Part of a data file:
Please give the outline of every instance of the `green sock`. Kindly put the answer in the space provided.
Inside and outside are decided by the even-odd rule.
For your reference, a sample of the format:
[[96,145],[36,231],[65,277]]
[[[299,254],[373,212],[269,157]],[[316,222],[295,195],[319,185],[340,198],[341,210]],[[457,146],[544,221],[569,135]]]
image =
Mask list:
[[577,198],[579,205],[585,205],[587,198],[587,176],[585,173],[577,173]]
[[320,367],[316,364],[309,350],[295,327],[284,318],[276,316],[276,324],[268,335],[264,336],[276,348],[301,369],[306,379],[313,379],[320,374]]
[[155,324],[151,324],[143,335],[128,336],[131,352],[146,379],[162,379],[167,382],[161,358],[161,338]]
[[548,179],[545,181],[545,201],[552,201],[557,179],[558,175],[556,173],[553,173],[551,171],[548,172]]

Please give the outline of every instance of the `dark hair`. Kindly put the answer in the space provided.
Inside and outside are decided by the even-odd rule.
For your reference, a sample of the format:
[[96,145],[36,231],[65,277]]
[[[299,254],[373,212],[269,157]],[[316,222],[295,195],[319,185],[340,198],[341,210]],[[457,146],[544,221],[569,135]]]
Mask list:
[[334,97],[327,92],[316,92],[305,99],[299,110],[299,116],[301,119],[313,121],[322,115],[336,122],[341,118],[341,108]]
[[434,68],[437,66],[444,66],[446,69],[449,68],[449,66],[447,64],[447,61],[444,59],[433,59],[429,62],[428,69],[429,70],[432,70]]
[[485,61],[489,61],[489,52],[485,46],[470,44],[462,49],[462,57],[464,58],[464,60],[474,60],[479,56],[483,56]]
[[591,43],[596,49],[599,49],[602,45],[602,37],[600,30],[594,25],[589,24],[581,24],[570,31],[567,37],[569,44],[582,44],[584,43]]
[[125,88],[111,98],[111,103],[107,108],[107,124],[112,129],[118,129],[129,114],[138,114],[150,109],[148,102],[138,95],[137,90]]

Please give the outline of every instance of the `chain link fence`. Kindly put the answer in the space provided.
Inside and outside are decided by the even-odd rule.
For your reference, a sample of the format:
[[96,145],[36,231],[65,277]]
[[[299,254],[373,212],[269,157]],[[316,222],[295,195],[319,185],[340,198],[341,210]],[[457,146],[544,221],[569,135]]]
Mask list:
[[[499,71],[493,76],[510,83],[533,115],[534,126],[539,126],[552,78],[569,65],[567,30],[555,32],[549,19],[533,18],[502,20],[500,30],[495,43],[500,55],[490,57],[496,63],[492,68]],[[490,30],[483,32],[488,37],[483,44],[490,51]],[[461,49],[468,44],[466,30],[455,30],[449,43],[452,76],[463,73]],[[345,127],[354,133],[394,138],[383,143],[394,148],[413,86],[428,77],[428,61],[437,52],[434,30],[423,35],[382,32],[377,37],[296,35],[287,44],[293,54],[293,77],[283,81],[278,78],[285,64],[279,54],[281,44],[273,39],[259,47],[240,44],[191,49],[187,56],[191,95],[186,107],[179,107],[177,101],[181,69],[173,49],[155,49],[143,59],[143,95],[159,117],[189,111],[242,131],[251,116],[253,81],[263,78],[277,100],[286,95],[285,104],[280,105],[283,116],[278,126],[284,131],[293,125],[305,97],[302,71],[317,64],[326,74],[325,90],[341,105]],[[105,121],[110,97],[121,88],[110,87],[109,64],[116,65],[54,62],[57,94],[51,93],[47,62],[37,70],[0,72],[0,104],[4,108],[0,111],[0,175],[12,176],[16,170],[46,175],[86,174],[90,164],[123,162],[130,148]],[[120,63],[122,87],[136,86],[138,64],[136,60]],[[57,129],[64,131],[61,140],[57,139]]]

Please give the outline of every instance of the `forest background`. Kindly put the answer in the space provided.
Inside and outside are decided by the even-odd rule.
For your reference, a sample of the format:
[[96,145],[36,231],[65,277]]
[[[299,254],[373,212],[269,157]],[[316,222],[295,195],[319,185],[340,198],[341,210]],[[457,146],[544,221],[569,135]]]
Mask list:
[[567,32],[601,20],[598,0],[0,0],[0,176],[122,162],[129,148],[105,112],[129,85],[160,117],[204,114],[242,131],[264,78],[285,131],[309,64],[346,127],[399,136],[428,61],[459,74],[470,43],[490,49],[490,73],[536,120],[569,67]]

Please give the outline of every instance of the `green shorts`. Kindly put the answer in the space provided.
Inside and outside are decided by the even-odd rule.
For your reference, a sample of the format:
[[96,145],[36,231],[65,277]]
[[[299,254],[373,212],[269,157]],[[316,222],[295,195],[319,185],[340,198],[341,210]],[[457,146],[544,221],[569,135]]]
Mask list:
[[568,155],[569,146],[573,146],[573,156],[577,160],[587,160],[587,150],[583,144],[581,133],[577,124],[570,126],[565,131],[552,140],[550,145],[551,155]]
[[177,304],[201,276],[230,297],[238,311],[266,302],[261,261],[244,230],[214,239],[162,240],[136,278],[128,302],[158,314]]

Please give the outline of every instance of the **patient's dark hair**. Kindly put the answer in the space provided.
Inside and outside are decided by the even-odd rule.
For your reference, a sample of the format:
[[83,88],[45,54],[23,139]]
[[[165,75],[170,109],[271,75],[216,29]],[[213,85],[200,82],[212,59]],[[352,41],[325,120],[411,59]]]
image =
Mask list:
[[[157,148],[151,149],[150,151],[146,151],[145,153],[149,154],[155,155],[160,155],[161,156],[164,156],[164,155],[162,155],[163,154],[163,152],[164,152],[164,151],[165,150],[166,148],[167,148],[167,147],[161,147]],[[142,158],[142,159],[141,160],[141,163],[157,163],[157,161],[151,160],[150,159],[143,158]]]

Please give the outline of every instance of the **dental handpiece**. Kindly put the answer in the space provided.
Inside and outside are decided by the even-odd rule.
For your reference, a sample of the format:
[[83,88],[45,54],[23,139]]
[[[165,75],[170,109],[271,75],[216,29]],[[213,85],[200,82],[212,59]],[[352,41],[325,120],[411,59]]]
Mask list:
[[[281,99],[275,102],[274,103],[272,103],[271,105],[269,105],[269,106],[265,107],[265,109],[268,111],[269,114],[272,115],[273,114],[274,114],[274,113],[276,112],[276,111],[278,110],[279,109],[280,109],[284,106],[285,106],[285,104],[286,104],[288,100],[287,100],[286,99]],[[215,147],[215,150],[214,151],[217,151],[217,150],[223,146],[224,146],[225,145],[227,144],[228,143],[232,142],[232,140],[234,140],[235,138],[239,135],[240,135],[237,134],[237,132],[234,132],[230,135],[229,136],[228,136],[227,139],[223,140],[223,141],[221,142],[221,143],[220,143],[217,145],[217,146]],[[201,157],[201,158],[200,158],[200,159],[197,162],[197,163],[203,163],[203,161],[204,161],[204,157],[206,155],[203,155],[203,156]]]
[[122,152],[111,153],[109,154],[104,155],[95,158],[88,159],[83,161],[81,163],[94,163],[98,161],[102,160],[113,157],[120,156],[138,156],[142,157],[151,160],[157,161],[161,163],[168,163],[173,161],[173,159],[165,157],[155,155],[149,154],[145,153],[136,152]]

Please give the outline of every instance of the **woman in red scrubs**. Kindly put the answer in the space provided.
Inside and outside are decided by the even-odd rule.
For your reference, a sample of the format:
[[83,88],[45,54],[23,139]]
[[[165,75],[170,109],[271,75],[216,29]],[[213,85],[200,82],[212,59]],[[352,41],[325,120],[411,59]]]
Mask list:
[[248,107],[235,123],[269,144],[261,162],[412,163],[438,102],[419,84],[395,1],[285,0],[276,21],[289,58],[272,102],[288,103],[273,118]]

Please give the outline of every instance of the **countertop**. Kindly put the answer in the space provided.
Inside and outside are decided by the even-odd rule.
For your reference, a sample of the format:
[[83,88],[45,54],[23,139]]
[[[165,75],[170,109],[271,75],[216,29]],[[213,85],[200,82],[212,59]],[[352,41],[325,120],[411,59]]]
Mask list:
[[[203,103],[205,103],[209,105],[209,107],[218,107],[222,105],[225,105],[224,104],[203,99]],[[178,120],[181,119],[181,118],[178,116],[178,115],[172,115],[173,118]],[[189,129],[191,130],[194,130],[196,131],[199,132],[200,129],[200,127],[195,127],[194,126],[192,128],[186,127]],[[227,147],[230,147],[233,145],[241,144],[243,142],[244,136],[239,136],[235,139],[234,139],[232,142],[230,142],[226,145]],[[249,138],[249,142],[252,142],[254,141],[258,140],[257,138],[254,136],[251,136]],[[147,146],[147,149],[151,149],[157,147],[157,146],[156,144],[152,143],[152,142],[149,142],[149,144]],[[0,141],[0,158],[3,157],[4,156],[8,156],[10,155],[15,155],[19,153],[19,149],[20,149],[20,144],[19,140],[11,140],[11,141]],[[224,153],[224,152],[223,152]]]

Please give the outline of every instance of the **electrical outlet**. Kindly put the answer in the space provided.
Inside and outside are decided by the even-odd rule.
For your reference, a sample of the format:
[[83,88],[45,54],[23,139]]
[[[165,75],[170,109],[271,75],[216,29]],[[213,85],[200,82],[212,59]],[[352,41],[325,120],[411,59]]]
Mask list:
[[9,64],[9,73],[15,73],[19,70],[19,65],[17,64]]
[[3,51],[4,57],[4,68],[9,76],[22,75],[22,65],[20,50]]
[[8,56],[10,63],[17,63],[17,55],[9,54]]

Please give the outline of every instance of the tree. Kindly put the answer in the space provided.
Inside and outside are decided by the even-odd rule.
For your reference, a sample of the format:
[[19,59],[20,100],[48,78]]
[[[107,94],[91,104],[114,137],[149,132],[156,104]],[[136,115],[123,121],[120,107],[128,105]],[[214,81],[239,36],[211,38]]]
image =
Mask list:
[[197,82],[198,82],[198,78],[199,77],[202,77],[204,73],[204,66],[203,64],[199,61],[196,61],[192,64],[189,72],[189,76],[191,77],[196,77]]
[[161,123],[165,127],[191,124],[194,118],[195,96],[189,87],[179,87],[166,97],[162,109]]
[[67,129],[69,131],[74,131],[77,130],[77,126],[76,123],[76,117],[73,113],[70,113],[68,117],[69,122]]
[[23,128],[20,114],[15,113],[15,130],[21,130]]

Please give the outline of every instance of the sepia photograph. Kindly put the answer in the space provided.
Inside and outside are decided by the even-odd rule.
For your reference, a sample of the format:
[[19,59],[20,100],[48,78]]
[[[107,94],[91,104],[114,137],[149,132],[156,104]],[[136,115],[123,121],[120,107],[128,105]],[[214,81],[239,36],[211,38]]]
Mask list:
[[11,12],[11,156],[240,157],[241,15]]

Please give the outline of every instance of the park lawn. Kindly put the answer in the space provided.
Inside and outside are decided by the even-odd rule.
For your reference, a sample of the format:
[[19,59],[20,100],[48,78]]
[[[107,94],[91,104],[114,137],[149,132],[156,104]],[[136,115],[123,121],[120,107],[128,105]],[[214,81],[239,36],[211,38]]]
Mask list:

DESCRIPTION OF THE TASK: Render the item lines from the one containing "Please give the outline of every instance of the **electrical" through the one containing "[[8,56],[10,63],[17,63],[17,55],[9,54]]", inclusive, as a JSON list of strings with one string per line and blank lines omitted.

WRITTEN RESPONSE:
[
  "Please give the outline of every instance of the **electrical outlet**. Kindly put the answer in the space provided.",
  "Inside and outside are decided by the even-odd rule.",
  "For your reference, a sample of the format:",
  "[[83,88],[45,54],[23,139]]",
  "[[[165,75],[170,109],[271,75],[216,29]],[[213,85],[200,82],[212,59]],[[352,41],[325,120],[411,59]]]",
  "Mask list:",
  "[[9,64],[9,73],[15,73],[19,70],[19,65],[17,64]]",
  "[[3,51],[4,57],[4,68],[9,76],[22,75],[22,65],[20,50]]",
  "[[8,56],[10,63],[17,63],[17,55],[9,54]]"
]